■ Excerpted text
▽
Joining of record file rows into one row

FRAZER NYAMBE

unread,

Jul 27, 2022, 11:59:37 AM7/27/22

to OpenRefine

I am having a file that contains a lot of records in it and when I export these records as .XSL format, one record is split into multiple rows in an Excel file. I would like to join the rows for each particular record into one row Using OpenRefine, such that each row should contain one record's details.

Owen Stephens

unread,

Jul 27, 2022, 12:38:29 PM7/27/22

to OpenRefine

This is definitely something that you can do in OpenRefine, but the detail may depend on the starting structure of the data. Can you share some examples of what the data originally looks like (either real data or some example data structured in the same way - whichever is easier).

If you can provide this information I can then provide advice on how to achieve the outcome you need

Owen

FRAZER NYAMBE

unread,

Aug 3, 2022, 8:43:09 AM8/3/22

to openr...@googlegroups.com

This is the XML file with multiple records I am working with.

--
You received this message because you are subscribed to a topic in the Google Groups "OpenRefine" group.
To unsubscribe from this topic, visit https://groups.google.com/d/topic/openrefine/Ss-JoVM_VpM/unsubscribe.
To unsubscribe from this group and all its topics, send an email to openrefine+...@googlegroups.com.
To view this discussion on the web visit https://groups.google.com/d/msgid/openrefine/61418e67-62c9-4cb5-9d9c-86e3ae845a41n%40googlegroups.com.
△
■ Data section
▽
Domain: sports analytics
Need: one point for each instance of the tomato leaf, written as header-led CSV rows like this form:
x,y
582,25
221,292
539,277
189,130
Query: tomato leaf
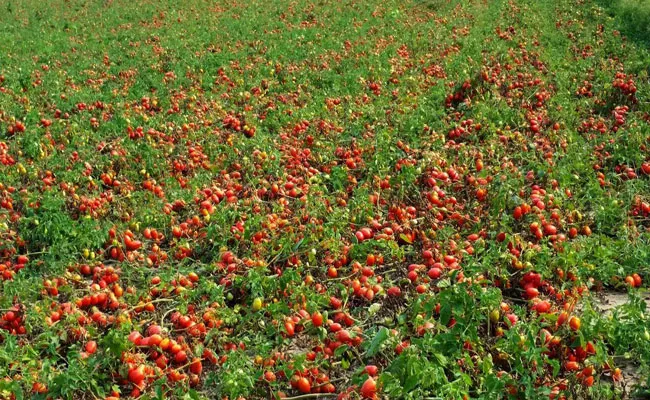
x,y
377,341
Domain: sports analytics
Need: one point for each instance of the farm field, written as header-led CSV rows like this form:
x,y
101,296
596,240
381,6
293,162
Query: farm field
x,y
413,199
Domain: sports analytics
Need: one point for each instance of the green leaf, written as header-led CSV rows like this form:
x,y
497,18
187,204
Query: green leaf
x,y
377,341
445,314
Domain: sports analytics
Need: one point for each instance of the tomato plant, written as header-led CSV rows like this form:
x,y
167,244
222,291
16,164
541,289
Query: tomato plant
x,y
355,200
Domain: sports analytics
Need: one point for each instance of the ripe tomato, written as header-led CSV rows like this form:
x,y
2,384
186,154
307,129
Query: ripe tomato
x,y
369,388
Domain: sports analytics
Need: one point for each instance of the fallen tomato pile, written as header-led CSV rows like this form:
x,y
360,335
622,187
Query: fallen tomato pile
x,y
379,199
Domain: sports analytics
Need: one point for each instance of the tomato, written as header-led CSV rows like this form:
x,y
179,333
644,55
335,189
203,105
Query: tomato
x,y
137,374
369,388
317,319
290,328
196,367
574,323
303,385
91,347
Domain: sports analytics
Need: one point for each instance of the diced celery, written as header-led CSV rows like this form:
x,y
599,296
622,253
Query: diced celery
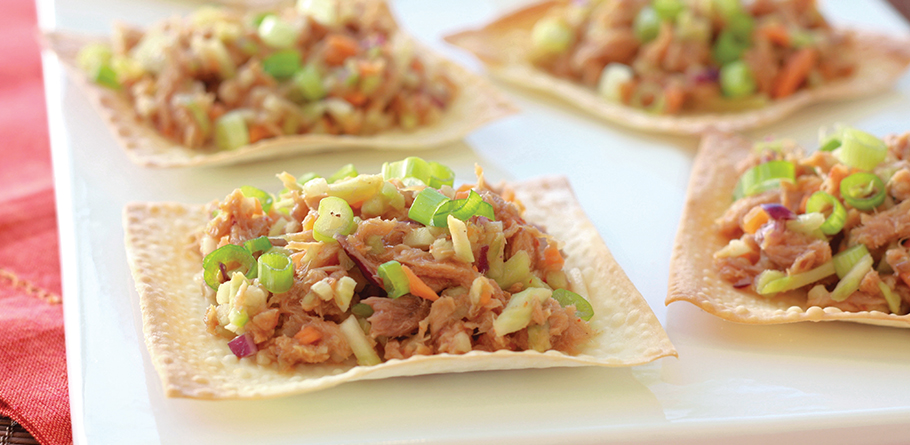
x,y
517,313
359,343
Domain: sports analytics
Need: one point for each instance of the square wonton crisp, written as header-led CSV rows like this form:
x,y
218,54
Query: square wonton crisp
x,y
694,278
477,103
504,46
193,363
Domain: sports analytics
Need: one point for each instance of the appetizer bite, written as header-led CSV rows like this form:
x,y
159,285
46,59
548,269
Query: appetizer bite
x,y
225,85
771,234
363,276
681,66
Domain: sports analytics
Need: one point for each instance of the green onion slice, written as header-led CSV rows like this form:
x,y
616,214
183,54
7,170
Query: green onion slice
x,y
736,80
829,206
864,191
763,177
346,171
282,64
425,204
276,272
222,261
861,150
258,245
265,199
413,168
844,261
394,280
335,218
582,308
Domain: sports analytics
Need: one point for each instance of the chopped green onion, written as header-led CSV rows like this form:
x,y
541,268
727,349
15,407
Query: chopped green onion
x,y
265,199
861,150
763,177
335,218
864,191
582,308
646,25
728,48
225,259
309,82
667,9
276,32
462,209
852,279
231,131
393,278
773,281
282,64
894,301
276,272
736,80
831,207
425,204
844,261
362,310
551,35
518,311
346,171
353,333
258,245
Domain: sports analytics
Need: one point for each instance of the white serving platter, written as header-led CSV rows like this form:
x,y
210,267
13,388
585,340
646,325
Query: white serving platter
x,y
819,383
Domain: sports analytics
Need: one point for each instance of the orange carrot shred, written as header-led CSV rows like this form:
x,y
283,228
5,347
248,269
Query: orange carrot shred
x,y
418,287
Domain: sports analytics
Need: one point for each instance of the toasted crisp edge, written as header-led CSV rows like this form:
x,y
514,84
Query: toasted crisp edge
x,y
193,363
693,277
477,103
503,43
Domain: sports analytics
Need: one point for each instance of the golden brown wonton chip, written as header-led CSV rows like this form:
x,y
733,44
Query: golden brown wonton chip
x,y
477,102
503,46
193,363
694,278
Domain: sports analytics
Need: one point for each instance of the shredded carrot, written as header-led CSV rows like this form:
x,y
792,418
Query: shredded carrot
x,y
753,220
794,72
308,335
776,33
552,259
258,132
418,287
339,47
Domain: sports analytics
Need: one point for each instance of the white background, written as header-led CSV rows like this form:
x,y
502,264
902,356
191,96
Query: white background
x,y
832,383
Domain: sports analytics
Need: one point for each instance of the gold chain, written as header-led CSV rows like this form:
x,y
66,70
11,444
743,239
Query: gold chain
x,y
29,288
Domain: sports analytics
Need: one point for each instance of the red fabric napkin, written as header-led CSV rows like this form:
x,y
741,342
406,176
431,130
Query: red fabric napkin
x,y
33,386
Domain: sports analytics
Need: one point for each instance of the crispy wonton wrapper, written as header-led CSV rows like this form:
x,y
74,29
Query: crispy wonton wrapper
x,y
477,103
193,363
504,44
693,277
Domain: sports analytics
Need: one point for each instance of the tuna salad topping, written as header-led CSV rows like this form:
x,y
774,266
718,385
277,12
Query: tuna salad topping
x,y
673,56
834,223
222,79
360,268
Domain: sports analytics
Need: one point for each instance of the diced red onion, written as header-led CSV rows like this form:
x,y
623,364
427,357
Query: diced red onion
x,y
243,346
778,211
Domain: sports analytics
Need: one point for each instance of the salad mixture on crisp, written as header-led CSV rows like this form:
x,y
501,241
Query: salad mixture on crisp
x,y
671,56
222,79
833,223
377,267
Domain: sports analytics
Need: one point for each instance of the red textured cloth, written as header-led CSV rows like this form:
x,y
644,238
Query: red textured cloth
x,y
33,387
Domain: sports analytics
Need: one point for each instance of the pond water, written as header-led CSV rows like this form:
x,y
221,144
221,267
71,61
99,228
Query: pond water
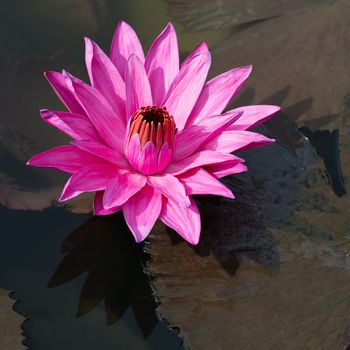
△
■ What to produce
Write the next part of the forum thread about merging split OpenRefine rows into one row per record, starting after its last line.

■ Answer to the exercise
CONFIDENTIAL NOTICE: This message (and its attachments) may contain confidential information. Any unauthorized use or disclosure is prohibited.
If you have received this communication in error, please notify us immediately by responding to this email and then delete it from your system.

1.xml

Owen Stephens

unread,

Aug 3, 2022, 9:42:58 AM8/3/22

to OpenRefine

Thanks

The answer may depend on how you want to handle multi-value fields in the CSV. As an example the first record has:

<record>
<header>
<identifier>oai:dspace.unza.zm:123456789/4153</identifier>
<datestamp>2019-08-19T12:30:47Z</datestamp>
<setSpec>com_123456789_289</setSpec>
<setSpec>col_123456789_290</setSpec>
</header>
<metadata>
<oai_dc:dc xmlns:oai_dc="http://www.openarchives.org/OAI/2.0/oai_dc/" xmlns:doc="http://www.lyncode.com/xoai" xmlns:xsi="http://www.w3.org/2001/XMLSchema-instance" xmlns:dc="http://purl.org/dc/elements/1.1/" xsi:schemaLocation="http://www.openarchives.org/OAI/2.0/oai_dc/ http://www.openarchives.org/OAI/2.0/oai_dc.xsd">
<dc:title>Morphological characterisation of low and high oil sunflower(Hellanthus Annuus. L.)Varieties for use in marker assisted selection</dc:title>
<dc:creator>Chinyundo, Anthony</dc:creator>
<dc:subject>Helianthus Annuus. L.</dc:subject>
<dc:subject>Sun flower oil</dc:subject>
<dc:subject>Cooking oil</dc:subject>
<dc:description>Morphological characterization etc. etc.</dc:description>
<dc:date>2015-11-11T13:39:13Z</dc:date>
<dc:date>2015-11-11T13:39:13Z</dc:date>
<dc:date>2015-11-11</dc:date>
<dc:type>Other</dc:type>
<dc:identifier>http://dspace.unza.zm/handle/123456789/4153</dc:identifier>
<dc:language>en</dc:language>
<dc:format>application/pdf</dc:format>
</oai_dc:dc>
</metadata>
</record>

From this data, in OpenRefine you'll end up with a record that has two values in the 'setSpec' column, three values in the 'dc:subject' column and three values in the 'dc:date' column (the column names will be longer than this if you've just used the names generated by the XML import, but hopefully this is clear)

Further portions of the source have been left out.